Document passage:
## BEGIN
We compare our proposed approach with existing adaptation methods such as active search, efficient active search (EAS), and simulated guided beam search (SGBS) that aim to mitigate distribution shifts in combinatorial action spaces. The primary evaluation metric for our study is the efficiency of these adaptation methods in mitigating distribution shifts:
1. Our first objective is to minimize the cost while keeping the number of adaptations fixed at $K$ (which is proportional to spent time for test-time adaptation). This can be seen in Table 1 and Table 3, where we compare the performance of different adaptation methods in terms of their cost.
2. Our second objective is to minimize the number of adaptations required to achieve a specific cost goal. This is demonstrated in Figure 5 and Figure 8, where we analyze the performance of different adaptation methods in terms of the number of adaptations required to achieve a specific cost. Our goal is to identify the adaptation method that requires the fewest number of adaptations (K) to achieve the desired cost goal.
The OR baselines are not our primary competitors but are important measures for objectives 1 and 2. We conduct comparative experiments with EAS and SGBS to verify the proposed meta-learning and bias scheduling approach. The results demonstrate that our method is effective in mitigating (scale) distribution shifts in both fixed adaptation scenarios (i.e., objective 1) and achieving specific cost goals (i.e., objective 2). Furthermore, our findings demonstrate that our method outperforms EAS and SGBS in terms of both objectives 1 and 2, providing further evidence of its effectiveness in handling distribution shifts.
### Applicapability of prposed locality bias.
Thanks for bringing this issue to our attention. We appreciate your feedback and will address it in the main paper's discussion section.
The locality bias can be applied beyond Euclidean optimization problems. For instance, in non-Euclidean routing problems such as the Asymmetric TSP, edge attributes are defined as distances between nodes, and the graph is fully connected. In this scenario, our Meta-Sage model with locality bias can be directly applied. A recent study [12] has demonstrated the effectiveness of a non-Euclidean NCO solver based on an AM-like architecture, which can be further enhanced by incorporating Meta-Sage for test-time adaptation. Additionally, the locality bias can also be leveraged in the field of 3D drug discovery. Here, the relative distance (i.e., 3D Euclidean distance) between atoms of a molecule plays a crucial role as an inducing bias [13].
## END
Dataset extract:
## BEGIN
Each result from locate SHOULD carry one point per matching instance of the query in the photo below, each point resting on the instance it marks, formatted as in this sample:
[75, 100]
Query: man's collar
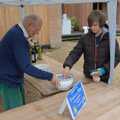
## END
Set tasks:
**a)** In the adaptation passage, which non-Euclidean routing problem is named as an example where the locality bias can be applied?
**b)** Transcribe the adaptation passage between "2. Our second" and "desired cost goal.", inclusive.

Full answers:
**a)** The Asymmetric TSP.

**b)**
2. Our second objective is to minimize the number of adaptations required to achieve a specific cost goal. This is demonstrated in Figure 5 and Figure 8, where we analyze the performance of different adaptation methods in terms of the number of adaptations required to achieve a specific cost. Our goal is to identify the adaptation method that requires the fewest number of adaptations (K) to achieve the desired cost goal.